> [Written instruction]:
Rewrite the lines of the listing below as a numbered list, beginning with the line that contains "Point out the metal container" and continuing through the end of the listing. Leave out any blank lines.

Object position labeling entries:
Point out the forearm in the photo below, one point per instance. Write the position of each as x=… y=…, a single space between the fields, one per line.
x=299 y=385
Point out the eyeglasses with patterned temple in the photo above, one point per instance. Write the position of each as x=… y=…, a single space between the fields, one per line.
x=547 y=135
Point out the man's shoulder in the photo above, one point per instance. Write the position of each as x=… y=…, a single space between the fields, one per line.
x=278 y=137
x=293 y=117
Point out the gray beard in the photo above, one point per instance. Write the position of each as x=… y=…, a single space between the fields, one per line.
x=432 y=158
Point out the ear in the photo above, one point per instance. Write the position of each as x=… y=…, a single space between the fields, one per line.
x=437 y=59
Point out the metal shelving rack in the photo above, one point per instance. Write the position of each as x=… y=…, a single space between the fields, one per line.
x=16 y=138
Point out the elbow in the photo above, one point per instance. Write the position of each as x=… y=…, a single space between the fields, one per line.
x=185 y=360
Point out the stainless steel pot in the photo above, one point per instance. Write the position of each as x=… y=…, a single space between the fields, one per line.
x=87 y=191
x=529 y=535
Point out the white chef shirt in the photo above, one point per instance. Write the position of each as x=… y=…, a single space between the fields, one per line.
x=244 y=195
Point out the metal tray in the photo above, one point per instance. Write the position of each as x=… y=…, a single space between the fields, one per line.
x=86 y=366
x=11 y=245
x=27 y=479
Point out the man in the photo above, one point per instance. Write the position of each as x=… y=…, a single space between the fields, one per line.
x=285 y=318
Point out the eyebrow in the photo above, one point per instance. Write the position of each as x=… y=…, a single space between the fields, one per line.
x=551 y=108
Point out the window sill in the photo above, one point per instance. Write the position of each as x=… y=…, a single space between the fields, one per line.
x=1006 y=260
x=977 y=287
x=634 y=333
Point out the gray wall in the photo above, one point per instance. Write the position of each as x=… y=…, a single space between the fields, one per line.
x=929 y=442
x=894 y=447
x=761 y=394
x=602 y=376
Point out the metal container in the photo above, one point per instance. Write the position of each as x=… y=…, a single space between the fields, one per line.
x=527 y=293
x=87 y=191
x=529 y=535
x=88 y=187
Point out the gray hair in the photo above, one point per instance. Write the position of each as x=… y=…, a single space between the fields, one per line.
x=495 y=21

> [Task output]:
1. Point out the metal container in the photo above, one point per instance. Write the position of each as x=… y=…, a single space between the fields, one per line.
2. x=527 y=293
3. x=87 y=191
4. x=529 y=535
5. x=88 y=187
6. Point out the gray hair in the photo above, one point per instance. Write the position of each as x=… y=…, a single space between the fields, one per line.
7. x=495 y=21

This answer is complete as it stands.